▶ [Document text]:
++++++

OCT 17, 2016
Are Topical Antibiotics Necessary for Intravitreal Injections?
With intravitreal injection (IVTI) surpassing cataract surgery as the most common ophthalmic procedure in 2010, it is projected that the number of injections in the United States will approach 6 million in 2016. A survey by the American Society of Retina Specialists suggests that over 90% of ophthalmologists use antibiotics after IVTIs.
It is estimated that more than 96% of cataract surgeons use antibiotics, based on the rationale that the vitreous is more vulnerable to infection than the anterior chamber. In contrast to cataract surgery, however, IVTIs are not a one-time procedure—but are performed repeatedly, producing multiple exposures to antibiotics. According to Stephen J. Kim, MD, there is no justification for routine use topical ophthalmic antibiotics in the setting of IVTIs. “There is no evidence that such a practice reduces rates of endophthalmitis,” he said.
Does the use of topicals for IVTI promote resistance? Dr. Kim discussed how the routine practice of short-term and repeated exposure of ocular and nasopharyngeal flora to topical antibiotics may select for drug-resistant bacterial strains. He described the result of 2 studies during the Sunday symposium on drug resistance.

++++++

▶ [Data records]:
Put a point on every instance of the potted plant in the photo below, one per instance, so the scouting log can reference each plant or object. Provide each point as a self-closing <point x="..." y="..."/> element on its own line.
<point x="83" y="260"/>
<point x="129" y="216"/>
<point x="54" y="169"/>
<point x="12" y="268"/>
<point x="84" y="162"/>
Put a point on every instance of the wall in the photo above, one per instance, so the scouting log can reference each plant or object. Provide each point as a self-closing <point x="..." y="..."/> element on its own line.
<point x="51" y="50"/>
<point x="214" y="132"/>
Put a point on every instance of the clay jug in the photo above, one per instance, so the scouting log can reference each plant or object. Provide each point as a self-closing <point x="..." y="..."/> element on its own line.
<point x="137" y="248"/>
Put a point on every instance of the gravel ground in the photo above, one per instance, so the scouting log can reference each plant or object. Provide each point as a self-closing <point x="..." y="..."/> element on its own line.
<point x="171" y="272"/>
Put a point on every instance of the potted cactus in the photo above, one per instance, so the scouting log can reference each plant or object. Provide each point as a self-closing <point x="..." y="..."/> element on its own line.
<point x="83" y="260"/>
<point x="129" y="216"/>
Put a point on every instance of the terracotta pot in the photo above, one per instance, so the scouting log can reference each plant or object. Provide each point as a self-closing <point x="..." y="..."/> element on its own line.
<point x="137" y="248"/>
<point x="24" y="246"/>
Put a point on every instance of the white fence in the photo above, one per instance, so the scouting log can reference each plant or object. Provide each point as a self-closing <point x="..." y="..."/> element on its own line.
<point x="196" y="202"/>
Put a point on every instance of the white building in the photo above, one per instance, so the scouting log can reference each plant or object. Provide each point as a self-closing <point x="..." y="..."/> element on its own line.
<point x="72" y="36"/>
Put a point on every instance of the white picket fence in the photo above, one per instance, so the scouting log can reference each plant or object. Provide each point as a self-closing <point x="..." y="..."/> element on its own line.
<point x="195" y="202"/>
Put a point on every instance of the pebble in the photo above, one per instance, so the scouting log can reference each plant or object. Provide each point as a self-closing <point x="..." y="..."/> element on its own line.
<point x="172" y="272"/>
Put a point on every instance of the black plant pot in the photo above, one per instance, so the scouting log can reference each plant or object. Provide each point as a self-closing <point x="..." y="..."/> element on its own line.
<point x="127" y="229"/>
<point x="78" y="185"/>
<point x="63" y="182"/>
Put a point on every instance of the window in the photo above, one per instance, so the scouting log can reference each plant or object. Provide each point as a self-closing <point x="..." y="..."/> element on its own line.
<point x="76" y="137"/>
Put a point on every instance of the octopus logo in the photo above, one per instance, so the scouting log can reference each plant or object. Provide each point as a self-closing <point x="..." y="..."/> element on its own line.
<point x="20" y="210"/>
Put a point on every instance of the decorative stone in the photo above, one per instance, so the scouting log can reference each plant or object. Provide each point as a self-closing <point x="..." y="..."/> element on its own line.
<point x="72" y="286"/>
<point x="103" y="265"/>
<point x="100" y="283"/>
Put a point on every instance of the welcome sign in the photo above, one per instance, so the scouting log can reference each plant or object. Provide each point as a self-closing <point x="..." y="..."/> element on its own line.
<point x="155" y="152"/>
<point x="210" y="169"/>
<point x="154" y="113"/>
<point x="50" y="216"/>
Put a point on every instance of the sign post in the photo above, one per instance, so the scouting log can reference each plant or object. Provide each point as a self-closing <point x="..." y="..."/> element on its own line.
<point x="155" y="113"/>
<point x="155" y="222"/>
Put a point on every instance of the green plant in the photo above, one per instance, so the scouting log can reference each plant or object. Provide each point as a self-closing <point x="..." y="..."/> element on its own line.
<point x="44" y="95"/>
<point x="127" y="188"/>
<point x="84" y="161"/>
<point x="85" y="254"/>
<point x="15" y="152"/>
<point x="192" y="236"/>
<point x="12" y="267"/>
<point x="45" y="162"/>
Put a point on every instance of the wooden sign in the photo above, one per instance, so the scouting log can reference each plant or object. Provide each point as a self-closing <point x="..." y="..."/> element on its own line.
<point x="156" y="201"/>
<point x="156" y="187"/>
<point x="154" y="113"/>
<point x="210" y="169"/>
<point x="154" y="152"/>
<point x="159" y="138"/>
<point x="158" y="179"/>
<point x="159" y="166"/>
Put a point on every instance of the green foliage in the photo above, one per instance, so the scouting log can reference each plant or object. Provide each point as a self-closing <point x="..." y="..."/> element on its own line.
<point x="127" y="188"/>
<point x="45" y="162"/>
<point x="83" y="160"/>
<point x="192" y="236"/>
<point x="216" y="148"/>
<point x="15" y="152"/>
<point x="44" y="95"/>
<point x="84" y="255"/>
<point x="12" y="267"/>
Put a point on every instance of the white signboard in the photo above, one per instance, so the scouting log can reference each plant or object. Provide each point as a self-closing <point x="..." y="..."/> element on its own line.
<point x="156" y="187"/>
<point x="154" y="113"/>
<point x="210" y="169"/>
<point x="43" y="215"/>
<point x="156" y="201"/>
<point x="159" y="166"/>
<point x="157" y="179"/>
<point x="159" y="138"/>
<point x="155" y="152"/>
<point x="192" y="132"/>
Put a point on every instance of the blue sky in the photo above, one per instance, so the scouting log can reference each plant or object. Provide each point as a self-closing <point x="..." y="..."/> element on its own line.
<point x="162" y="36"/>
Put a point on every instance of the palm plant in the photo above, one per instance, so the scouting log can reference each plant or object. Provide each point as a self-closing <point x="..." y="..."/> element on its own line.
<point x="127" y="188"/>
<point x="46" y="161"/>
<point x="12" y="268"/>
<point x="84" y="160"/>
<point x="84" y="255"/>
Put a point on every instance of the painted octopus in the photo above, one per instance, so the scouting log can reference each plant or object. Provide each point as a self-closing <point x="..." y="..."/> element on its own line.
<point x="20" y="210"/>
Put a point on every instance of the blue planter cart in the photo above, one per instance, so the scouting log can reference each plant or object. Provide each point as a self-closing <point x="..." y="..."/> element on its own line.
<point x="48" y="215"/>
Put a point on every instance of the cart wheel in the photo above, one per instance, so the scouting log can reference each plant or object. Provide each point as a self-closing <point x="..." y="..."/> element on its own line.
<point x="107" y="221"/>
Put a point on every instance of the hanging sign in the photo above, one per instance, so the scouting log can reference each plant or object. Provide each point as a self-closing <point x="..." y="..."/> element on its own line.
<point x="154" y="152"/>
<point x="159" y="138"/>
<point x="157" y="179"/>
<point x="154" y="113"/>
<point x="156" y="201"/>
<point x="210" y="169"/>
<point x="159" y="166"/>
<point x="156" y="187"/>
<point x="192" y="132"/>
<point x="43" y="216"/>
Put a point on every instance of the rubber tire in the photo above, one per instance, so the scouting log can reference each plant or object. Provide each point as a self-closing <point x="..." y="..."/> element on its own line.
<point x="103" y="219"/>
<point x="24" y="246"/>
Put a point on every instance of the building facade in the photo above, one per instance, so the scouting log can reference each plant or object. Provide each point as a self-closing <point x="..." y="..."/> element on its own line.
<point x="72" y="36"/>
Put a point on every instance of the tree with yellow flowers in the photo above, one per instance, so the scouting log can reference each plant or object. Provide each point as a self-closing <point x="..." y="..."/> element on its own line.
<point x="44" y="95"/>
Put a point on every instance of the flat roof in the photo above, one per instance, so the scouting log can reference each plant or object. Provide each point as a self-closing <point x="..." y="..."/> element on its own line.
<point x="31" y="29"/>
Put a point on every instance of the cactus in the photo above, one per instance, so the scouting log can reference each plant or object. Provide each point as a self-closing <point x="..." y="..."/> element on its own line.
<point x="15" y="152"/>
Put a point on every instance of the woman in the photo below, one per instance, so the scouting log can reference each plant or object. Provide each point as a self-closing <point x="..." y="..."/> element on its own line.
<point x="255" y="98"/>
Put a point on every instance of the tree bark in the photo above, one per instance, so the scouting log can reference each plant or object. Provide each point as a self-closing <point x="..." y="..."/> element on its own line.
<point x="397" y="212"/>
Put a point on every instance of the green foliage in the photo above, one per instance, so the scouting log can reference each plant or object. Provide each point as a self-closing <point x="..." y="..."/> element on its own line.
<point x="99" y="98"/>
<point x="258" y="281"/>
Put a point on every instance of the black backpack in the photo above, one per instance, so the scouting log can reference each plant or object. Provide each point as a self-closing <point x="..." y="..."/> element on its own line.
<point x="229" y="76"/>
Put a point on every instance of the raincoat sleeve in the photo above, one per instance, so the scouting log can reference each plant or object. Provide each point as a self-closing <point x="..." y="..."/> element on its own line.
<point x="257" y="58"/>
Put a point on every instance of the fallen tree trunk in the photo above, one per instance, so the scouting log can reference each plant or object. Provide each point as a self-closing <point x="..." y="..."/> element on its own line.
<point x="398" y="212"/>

++++++

▶ [Work instructions]:
A: Please quote the stretch of the antibiotics article from "OCT 17, 2016" through "antibiotics after IVTIs.".
B: Answer these from the antibiotics article:
(i) How many intravitreal injections in the United States were projected for 2016?
(ii) What share of cataract surgeons is estimated to use antibiotics?
(iii) At which event did Dr. Kim describe the results of 2 studies?

▶ [Exercise responses]:
A:
OCT 17, 2016
Are Topical Antibiotics Necessary for Intravitreal Injections?
With intravitreal injection (IVTI) surpassing cataract surgery as the most common ophthalmic procedure in 2010, it is projected that the number of injections in the United States will approach 6 million in 2016. A survey by the American Society of Retina Specialists suggests that over 90% of ophthalmologists use antibiotics after IVTIs.

B:
(i) Approaching 6 million.
(ii) More than 96%.
(iii) The Sunday symposium on drug resistance.